§ Teks Bacaan
··········
April 25, 2024

Indonesia: Presiden Terpilih Semestinya Beralih dari Bahan Bakar Fosil

Kepentingan dari Bahan Bakar Fosil Tidak Boleh Mendahului Masyarakat, Lingkungan, dan Iklim

Baca dalam: Bahasa Inggris | Bahasa Indonesia

(San Francisco, 25 April 2024) — Presiden terpilih Jenderal Prabowo Subianto Djojohadikusumo semestinya melepaskan diri serta anggota keluarga dekatnya dari kepemilikan dan investasi di sektor bahan bakar fosil, termasuk batu bara, minyak, dan gas, untuk memastikan bahwa ketika menjabat kelak, ia menghindari konflik kepentingan dalam industri yang merusak lingkungan, berkontribusi terhadap peningkatan emisi gas rumah kaca, serta melanggar hak asasi manusia, kata Climate Rights International hari ini.

Meskipun Prabowo telah diumumkan sebagai presiden terpilih pada Maret lalu oleh Komisi Pemilihan Umum (KPU), hasil pemilu tersebut digugat oleh dua calon presiden lainnya, yang menuduh adanya kecurangan pemilu, termasuk intimidasi terhadap sejumlah kepala desa oleh aparat pemerintah untuk mendukung kampanye Prabowo dan pemanfaatan anggaran negara untuk membeli suara. Pada 22 April, Mahkamah Konstitusi menolak tuduhan-tuduhan tersebut karena tidak berdasar dalam dua putusan untuk menanggapi gugatan calon presiden Ganjar Pranowo dan Anies Rasyid Baswedan serta menguatkan kemenangan Prabowo.

“Kepentingan finansial Presiden terpilih Prabowo Subianto pada perusahaan bahan bakar fosil menimbulkan pertanyaan serius mengenai komitmennya untuk mengurangi emisi gas rumah kaca di Indonesia,” kata Brad Adams, direktur eksekutif Climate Rights International. “Ia semestinya melepas sahamnya untuk memastikan bahwa kepentingan pribadinya tidak mempengaruhi upaya Indonesia dalam memerangi krisis iklim dan menegakkan hak-hak masyarakat Indonesia.”

Kepentingan bisnis Prabowo di perusahaan batu bara, kelapa sawit, minyak dan gas, serta bubur kertas telah diberitakan sejumlah media dalam negeri dan internasional, termasuk oleh Al Jazeera, Project Multatuli, dan Reuters. Menurut penelitian yang digelar organisasi masyarakat sipil Indonesia Jaringan Advokasi Tambang (JATAM), Prabowo adalah pemegang saham tunggal di PT Nusantara Energy, sebuah perusahaan besar yang bergerak di bidang pertambangan batu bara, kelapa sawit, dan kehutanan di Kalimantan Timur. JATAM juga telah mendokumentasikan kepentingan finansial Prabowo di setidaknya empat perusahaan batu bara lainnya – PT Nusantara Kaltim Coal, PT Nusantara Energindo Coal, PT Erabara Persada Nusantara, dan PT Nusantara Wahau Coal – serta di sejumlah perusahaan kehutanan, perkebunan, dan kertas lainnya.
··········
§ Data Hasil Ekstraksi
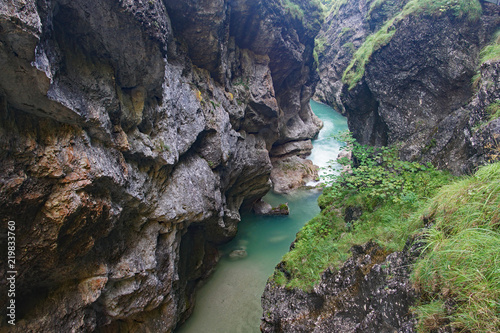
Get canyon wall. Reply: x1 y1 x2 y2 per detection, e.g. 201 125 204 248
261 0 500 333
0 0 321 332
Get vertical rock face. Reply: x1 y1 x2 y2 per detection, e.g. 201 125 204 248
261 242 418 333
317 1 500 173
0 0 319 332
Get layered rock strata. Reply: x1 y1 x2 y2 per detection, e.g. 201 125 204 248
0 0 319 332
261 242 419 333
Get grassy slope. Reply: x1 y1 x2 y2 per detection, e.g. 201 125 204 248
342 0 482 89
273 136 500 332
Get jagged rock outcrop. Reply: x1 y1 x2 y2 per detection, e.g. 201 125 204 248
317 1 500 173
261 242 419 333
0 0 319 332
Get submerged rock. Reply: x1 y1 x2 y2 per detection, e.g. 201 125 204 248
253 200 290 216
229 249 248 259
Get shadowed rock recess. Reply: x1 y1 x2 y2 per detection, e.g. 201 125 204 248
0 0 320 332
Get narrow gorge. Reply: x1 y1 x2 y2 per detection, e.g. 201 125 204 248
0 0 321 332
0 0 500 333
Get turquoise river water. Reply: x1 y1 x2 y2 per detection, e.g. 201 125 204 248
176 101 347 333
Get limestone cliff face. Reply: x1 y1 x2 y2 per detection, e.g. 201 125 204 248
0 0 319 332
316 0 500 173
261 242 418 333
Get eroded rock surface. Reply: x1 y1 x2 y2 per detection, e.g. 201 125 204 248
0 0 319 332
261 242 418 333
316 0 500 173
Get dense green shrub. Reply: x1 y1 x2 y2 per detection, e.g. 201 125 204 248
412 163 500 332
274 131 451 290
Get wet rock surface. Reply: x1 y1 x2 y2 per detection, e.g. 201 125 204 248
0 0 319 332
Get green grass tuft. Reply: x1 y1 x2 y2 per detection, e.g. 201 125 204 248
342 0 482 90
412 163 500 332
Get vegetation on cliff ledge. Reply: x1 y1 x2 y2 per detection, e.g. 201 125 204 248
272 132 500 332
342 0 482 89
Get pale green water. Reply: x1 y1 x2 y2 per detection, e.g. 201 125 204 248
176 102 347 333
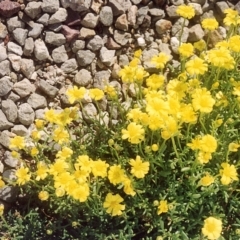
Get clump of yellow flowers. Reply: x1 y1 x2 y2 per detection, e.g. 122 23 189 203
0 5 240 239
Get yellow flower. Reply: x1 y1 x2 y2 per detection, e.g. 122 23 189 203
108 165 125 185
122 122 145 144
185 57 208 75
0 204 4 216
192 88 215 113
176 4 195 19
16 167 31 185
220 163 238 185
157 200 168 215
9 136 25 149
202 217 222 240
92 160 109 178
66 86 86 104
89 88 104 101
199 174 214 187
178 43 194 58
38 191 49 201
130 156 149 178
202 18 218 31
151 52 170 69
103 193 125 216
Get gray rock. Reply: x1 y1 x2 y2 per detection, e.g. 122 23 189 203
188 24 205 42
81 13 99 28
48 8 67 24
21 58 35 79
28 23 43 38
4 151 19 168
27 93 47 109
99 47 116 66
76 50 95 67
61 58 78 73
72 40 85 53
52 45 68 63
18 103 35 126
7 42 23 56
0 45 7 62
13 28 28 46
11 124 29 137
13 78 35 98
155 19 172 35
42 0 60 13
0 60 11 77
99 6 113 26
108 0 125 17
2 99 18 123
74 68 93 87
7 16 25 32
8 53 21 72
0 77 13 97
45 31 66 46
87 35 103 52
113 30 131 46
37 13 50 26
0 109 13 131
0 186 18 203
39 79 58 98
0 22 8 38
34 38 50 61
24 1 42 19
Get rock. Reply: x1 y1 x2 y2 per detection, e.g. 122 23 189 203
18 103 35 126
34 38 50 61
61 58 78 73
0 60 11 77
74 68 93 87
76 50 95 67
42 0 59 13
0 0 21 18
23 37 34 56
2 99 18 123
0 109 13 131
155 19 172 35
7 42 23 56
0 45 7 62
27 93 47 109
11 124 29 137
72 40 85 53
62 25 80 42
0 22 8 38
79 27 96 39
188 24 205 42
28 23 44 38
81 13 99 28
87 35 103 52
13 28 28 46
45 31 66 46
48 8 67 24
13 78 35 98
113 30 131 46
7 16 25 32
39 79 58 98
99 47 116 66
24 1 42 19
99 6 113 26
20 58 35 79
108 0 125 17
0 77 13 97
4 151 19 168
52 45 68 63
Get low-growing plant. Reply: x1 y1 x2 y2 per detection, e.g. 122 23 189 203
1 6 240 240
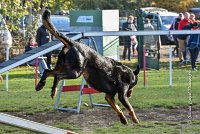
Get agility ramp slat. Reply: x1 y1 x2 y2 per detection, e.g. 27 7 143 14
0 34 82 74
0 113 75 134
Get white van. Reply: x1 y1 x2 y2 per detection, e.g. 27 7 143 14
145 11 178 45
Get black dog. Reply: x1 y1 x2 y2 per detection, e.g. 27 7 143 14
36 10 140 124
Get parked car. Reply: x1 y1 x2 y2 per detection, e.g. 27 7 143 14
51 15 70 32
119 17 127 45
145 10 178 45
51 15 70 56
188 8 200 20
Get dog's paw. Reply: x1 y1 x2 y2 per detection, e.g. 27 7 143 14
119 115 128 125
133 118 139 124
35 81 46 91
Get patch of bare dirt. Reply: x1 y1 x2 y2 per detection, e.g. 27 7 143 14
4 107 200 132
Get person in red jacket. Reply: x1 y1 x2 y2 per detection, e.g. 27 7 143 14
178 12 192 65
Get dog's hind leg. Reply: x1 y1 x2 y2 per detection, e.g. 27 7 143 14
118 91 139 123
51 70 82 99
105 94 128 124
35 69 54 91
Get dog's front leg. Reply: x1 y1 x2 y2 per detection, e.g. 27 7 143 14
105 94 128 124
118 90 139 123
51 70 82 99
35 69 54 91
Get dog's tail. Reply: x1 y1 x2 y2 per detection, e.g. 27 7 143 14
133 64 140 75
42 9 75 46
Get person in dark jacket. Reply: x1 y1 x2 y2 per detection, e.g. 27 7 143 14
36 25 52 69
187 24 200 70
122 16 135 61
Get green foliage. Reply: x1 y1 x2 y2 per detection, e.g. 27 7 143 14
152 0 197 12
0 64 200 134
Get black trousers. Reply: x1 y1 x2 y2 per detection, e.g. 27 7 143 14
189 48 199 68
123 45 131 60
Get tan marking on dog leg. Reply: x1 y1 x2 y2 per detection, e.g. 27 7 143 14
126 89 133 98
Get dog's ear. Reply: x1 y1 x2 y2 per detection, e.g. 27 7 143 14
133 64 140 75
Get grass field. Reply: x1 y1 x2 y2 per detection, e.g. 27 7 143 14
0 63 200 134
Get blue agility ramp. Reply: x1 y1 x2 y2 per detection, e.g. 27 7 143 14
0 34 82 74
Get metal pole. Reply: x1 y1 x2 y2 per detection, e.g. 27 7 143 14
143 45 146 88
169 45 172 88
35 58 38 87
6 47 9 91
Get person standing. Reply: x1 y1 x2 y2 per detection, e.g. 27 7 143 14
36 25 52 69
170 13 184 56
122 16 136 61
178 12 192 65
187 23 200 71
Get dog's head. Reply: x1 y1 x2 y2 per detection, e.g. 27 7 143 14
129 64 140 89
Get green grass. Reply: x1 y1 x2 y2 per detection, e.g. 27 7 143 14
0 63 200 134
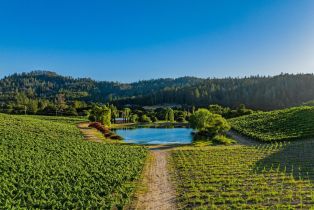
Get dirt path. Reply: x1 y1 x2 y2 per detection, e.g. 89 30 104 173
77 122 104 143
135 148 176 210
227 130 262 146
78 122 176 210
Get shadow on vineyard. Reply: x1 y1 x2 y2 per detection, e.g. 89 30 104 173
254 139 314 182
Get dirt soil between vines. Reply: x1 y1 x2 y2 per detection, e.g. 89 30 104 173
135 149 176 210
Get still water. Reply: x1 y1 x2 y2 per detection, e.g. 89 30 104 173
115 128 193 144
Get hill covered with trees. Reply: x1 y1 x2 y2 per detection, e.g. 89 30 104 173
0 71 314 110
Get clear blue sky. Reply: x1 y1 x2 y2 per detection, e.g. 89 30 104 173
0 0 314 82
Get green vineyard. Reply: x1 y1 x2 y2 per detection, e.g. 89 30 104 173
230 107 314 142
171 141 314 209
0 114 147 209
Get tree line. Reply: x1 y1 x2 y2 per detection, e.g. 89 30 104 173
0 71 314 110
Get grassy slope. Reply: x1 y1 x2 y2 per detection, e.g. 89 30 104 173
0 114 147 209
230 106 314 142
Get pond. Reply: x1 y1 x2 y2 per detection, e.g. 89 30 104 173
115 128 193 144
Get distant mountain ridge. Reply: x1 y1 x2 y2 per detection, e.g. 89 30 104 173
0 71 314 110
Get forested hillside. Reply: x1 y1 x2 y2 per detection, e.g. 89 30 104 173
0 71 314 110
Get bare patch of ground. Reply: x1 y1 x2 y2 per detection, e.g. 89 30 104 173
··········
§ Soal Tertulis 1
Menurut teks bacaan, di perusahaan apa Prabowo menjadi pemegang saham tunggal?
§ Soal Tertulis 2
Pada bagian daftar yang dimulai dari baris berisi "Get person standing." dan diakhiri dengan baris berisi "78 122 176 210", tukar "dirt path" menjadi "gravel path" tanpa mengubah apa pun selain itu. Tuliskan kembali hanya bagian tersebut dan hilangkan gambarnya.

§ Jawaban Lengkap 1
Prabowo adalah pemegang saham tunggal di PT Nusantara Energy.

§ Jawaban Lengkap 2
Get person standing. Reply: x1 y1 x2 y2 per detection, e.g. 27 7 143 14
36 25 52 69
170 13 184 56
122 16 136 61
178 12 192 65
187 23 200 71
Get dog's head. Reply: x1 y1 x2 y2 per detection, e.g. 27 7 143 14
129 64 140 89
Get green grass. Reply: x1 y1 x2 y2 per detection, e.g. 27 7 143 14
0 63 200 134
Get gravel path. Reply: x1 y1 x2 y2 per detection, e.g. 89 30 104 173
77 122 104 143
135 148 176 210
227 130 262 146
78 122 176 210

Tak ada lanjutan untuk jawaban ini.